#### [What needs to be done]
Pull out the lines of the listing below, starting at the line that contains "of the <item>crevice" and ending at the line that contains "[[[28,1],[28,0],[22,0],[22,2],[25,3],[25,4],[27,3],[27,1]]]", and copy them word for word. Leave the pictures out of your answer.

====== Dataset rows

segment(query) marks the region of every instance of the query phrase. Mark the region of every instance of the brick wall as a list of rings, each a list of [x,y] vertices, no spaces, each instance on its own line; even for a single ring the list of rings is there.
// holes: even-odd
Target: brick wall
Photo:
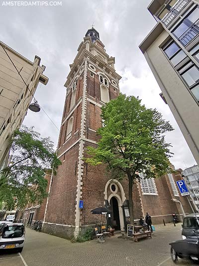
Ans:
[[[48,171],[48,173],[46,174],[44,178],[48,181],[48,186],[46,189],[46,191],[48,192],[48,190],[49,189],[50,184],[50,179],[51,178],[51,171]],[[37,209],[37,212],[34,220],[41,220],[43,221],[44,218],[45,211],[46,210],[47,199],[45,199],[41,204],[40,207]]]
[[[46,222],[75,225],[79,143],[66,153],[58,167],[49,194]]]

============
====== Dataset rows

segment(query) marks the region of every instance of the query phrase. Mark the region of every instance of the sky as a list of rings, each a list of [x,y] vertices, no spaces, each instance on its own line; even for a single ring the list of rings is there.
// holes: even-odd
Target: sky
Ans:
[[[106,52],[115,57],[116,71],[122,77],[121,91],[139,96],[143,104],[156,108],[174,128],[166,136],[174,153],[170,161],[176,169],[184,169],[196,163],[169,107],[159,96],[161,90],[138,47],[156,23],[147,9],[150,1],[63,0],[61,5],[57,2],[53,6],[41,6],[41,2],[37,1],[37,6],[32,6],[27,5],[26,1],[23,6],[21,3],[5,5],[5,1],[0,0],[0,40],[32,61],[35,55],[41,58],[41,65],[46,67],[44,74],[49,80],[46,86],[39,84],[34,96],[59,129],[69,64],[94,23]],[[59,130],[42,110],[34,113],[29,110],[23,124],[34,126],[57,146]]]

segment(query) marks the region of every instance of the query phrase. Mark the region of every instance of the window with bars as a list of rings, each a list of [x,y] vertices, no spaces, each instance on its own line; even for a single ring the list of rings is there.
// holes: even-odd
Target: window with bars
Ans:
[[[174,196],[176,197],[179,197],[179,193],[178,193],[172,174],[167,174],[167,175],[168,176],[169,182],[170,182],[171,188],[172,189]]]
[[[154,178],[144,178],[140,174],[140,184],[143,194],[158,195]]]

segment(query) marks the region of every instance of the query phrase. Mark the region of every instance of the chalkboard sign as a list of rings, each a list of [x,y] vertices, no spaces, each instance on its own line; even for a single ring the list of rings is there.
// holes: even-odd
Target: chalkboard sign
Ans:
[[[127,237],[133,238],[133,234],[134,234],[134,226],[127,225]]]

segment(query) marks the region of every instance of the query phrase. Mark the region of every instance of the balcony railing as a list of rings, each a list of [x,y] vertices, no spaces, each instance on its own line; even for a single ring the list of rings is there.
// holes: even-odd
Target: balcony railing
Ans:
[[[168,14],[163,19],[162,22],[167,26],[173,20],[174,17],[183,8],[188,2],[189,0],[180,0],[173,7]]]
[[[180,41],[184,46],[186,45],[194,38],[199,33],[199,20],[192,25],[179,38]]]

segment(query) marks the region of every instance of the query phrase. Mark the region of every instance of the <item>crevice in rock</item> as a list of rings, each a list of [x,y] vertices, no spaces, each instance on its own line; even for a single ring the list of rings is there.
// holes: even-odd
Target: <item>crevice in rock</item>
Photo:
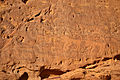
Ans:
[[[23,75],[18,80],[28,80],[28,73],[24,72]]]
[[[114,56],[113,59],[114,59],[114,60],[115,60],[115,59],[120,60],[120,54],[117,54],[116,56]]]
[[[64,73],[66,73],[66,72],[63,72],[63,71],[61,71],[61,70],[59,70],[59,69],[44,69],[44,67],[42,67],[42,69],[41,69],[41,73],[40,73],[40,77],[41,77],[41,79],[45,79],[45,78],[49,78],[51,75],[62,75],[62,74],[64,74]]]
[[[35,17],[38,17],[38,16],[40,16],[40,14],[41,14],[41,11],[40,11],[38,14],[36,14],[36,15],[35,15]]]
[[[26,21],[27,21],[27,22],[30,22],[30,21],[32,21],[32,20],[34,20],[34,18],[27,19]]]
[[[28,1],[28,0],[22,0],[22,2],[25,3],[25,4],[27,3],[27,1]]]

============

#### [Solved exercise]
segment(query) marks the region of every instance of the query phrase. Mark the region of every instance of the <item>crevice in rock</item> as a list of rings, each a list of [x,y] vertices, no spaces, each instance on its own line; even for a single ring the list of rings is there.
// holes: even-odd
Target: <item>crevice in rock</item>
Photo:
Ans:
[[[23,75],[18,80],[28,80],[28,73],[24,72]]]
[[[114,56],[113,59],[114,59],[114,60],[115,60],[115,59],[120,60],[120,54],[117,54],[116,56]]]
[[[64,73],[66,73],[66,72],[63,72],[63,71],[61,71],[61,70],[59,70],[59,69],[44,69],[44,67],[42,67],[42,69],[41,69],[41,73],[40,73],[40,77],[41,77],[41,79],[45,79],[45,78],[49,78],[51,75],[62,75],[62,74],[64,74]]]
[[[35,17],[38,17],[38,16],[40,16],[40,14],[41,14],[41,11],[40,11],[38,14],[36,14],[36,15],[35,15]]]
[[[26,21],[27,21],[27,22],[30,22],[30,21],[32,21],[32,20],[34,20],[34,18],[27,19]]]
[[[28,1],[28,0],[22,0],[22,2],[25,3],[25,4],[27,3],[27,1]]]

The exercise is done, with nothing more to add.